Assigned task:
Every line in the records below that holds "black" must be identified and copied.

Data for review:

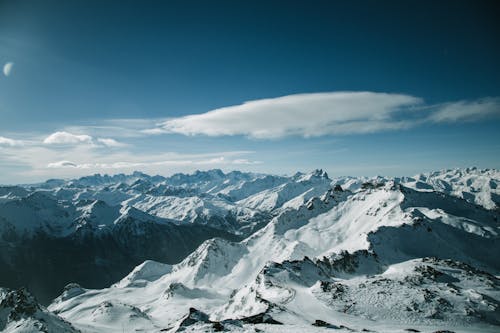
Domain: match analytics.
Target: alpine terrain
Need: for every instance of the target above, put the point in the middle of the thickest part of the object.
(245, 252)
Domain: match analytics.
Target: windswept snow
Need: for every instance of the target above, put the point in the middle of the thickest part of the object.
(349, 254)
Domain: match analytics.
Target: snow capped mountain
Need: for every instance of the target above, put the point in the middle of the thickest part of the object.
(352, 254)
(385, 257)
(20, 312)
(472, 184)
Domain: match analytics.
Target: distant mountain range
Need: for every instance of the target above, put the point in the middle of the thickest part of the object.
(242, 251)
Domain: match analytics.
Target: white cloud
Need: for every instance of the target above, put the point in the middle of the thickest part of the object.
(466, 110)
(110, 142)
(62, 164)
(7, 68)
(9, 142)
(320, 114)
(303, 115)
(67, 138)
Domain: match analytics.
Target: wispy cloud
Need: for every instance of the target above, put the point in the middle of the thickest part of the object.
(320, 114)
(66, 138)
(466, 110)
(303, 114)
(9, 142)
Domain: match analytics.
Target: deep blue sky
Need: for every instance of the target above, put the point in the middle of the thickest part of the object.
(82, 63)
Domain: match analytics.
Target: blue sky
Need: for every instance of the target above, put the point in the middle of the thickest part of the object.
(357, 88)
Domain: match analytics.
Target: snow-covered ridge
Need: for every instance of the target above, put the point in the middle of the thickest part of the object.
(308, 239)
(345, 260)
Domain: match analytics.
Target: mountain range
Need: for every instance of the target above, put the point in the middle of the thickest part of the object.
(245, 252)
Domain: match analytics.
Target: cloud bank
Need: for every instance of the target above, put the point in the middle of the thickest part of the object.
(7, 142)
(319, 114)
(66, 138)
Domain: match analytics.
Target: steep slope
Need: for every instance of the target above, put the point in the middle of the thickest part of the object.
(472, 184)
(90, 243)
(20, 313)
(343, 260)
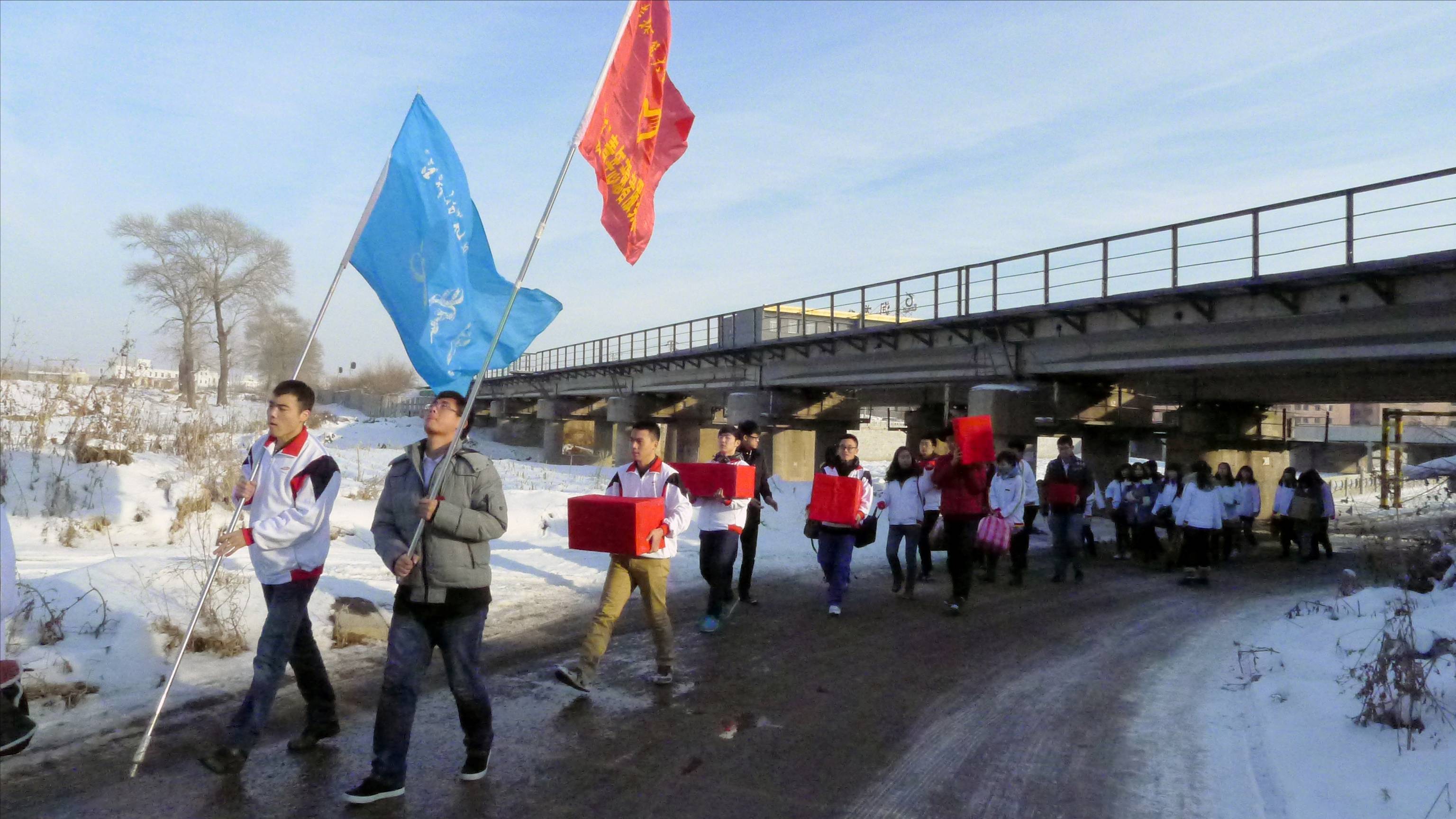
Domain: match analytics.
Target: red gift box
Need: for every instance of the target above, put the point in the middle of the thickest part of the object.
(835, 499)
(707, 479)
(973, 435)
(618, 525)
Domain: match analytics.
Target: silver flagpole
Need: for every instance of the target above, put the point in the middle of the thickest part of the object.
(238, 511)
(541, 228)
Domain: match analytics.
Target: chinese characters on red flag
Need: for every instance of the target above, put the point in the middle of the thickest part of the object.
(638, 129)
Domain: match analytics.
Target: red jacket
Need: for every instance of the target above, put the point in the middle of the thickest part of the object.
(965, 488)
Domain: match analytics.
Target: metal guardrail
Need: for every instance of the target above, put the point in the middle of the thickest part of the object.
(1302, 234)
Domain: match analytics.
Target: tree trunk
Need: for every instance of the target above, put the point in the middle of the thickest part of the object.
(185, 381)
(222, 355)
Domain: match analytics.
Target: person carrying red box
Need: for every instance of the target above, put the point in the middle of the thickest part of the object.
(836, 543)
(644, 477)
(720, 525)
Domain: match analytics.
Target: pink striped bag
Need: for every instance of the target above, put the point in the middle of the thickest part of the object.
(993, 534)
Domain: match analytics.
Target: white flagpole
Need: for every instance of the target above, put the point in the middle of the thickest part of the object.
(541, 228)
(238, 511)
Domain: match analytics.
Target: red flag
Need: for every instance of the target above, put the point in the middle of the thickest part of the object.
(638, 129)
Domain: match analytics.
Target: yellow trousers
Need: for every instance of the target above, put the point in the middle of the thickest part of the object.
(624, 576)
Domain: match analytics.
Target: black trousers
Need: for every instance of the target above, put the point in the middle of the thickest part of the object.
(1021, 541)
(1196, 553)
(931, 516)
(749, 543)
(715, 556)
(960, 552)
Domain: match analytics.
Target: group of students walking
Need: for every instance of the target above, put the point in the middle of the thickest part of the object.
(443, 591)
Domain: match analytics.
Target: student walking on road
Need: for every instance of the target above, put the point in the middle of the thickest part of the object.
(750, 436)
(963, 505)
(1227, 544)
(1021, 538)
(720, 524)
(644, 477)
(836, 543)
(287, 540)
(1008, 500)
(1165, 514)
(1068, 484)
(443, 595)
(1282, 522)
(932, 502)
(1200, 515)
(1250, 506)
(905, 511)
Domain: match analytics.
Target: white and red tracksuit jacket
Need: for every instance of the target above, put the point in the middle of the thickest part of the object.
(724, 514)
(659, 480)
(289, 531)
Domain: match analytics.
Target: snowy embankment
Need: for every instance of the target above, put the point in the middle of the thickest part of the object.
(111, 557)
(1289, 710)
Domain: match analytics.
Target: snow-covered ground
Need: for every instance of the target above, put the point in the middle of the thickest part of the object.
(120, 566)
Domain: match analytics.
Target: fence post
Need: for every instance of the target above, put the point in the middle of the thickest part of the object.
(1175, 256)
(1256, 254)
(1350, 232)
(1104, 268)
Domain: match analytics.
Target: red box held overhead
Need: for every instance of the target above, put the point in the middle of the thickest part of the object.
(707, 479)
(973, 435)
(616, 525)
(835, 499)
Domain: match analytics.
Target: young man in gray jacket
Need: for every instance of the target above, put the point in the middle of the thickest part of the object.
(443, 597)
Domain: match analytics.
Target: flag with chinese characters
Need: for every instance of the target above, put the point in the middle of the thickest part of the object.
(426, 254)
(638, 129)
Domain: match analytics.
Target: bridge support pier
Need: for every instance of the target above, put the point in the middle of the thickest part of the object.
(1231, 433)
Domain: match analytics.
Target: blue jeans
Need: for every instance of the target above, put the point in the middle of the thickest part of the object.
(286, 640)
(715, 556)
(1066, 537)
(912, 538)
(411, 643)
(836, 550)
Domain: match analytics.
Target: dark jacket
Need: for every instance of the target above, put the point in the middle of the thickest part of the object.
(965, 487)
(456, 547)
(761, 473)
(1076, 476)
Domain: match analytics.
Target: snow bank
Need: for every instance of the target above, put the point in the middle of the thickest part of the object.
(1301, 710)
(118, 566)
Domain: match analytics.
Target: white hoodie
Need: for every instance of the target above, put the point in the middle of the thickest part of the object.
(903, 503)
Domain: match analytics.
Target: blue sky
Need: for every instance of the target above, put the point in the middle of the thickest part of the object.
(835, 145)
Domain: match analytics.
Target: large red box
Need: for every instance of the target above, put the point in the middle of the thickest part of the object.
(707, 479)
(835, 499)
(616, 525)
(973, 435)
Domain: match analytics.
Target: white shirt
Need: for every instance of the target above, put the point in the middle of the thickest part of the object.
(903, 503)
(1008, 495)
(1028, 476)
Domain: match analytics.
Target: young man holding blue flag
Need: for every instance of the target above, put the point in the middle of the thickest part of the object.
(443, 597)
(287, 540)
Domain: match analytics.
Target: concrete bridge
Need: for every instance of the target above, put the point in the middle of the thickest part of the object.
(1181, 333)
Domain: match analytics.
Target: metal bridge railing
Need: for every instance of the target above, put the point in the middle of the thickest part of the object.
(1371, 222)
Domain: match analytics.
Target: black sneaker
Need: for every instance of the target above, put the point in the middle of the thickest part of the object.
(475, 767)
(372, 791)
(225, 761)
(573, 678)
(310, 736)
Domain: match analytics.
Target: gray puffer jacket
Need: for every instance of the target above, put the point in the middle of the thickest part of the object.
(456, 545)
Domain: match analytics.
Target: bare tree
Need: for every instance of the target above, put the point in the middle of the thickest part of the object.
(273, 349)
(169, 287)
(239, 270)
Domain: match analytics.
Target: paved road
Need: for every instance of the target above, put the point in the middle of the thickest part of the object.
(1036, 703)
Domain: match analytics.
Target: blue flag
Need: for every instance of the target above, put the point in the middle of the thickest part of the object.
(426, 254)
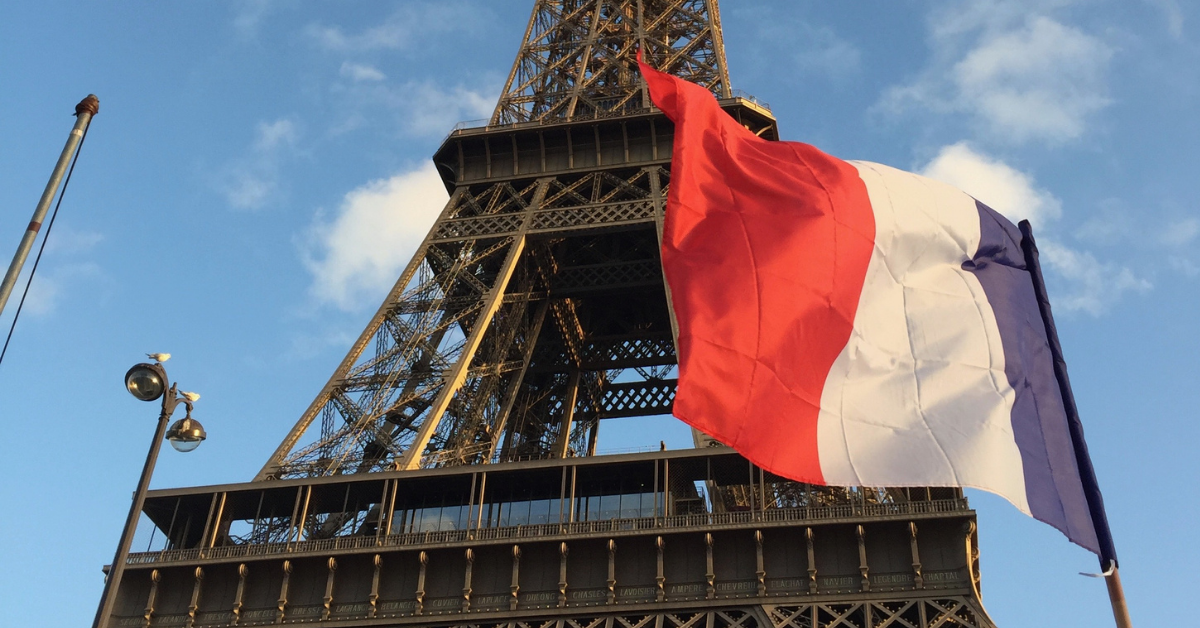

Result of the task:
Target: black trousers
Target: black sneaker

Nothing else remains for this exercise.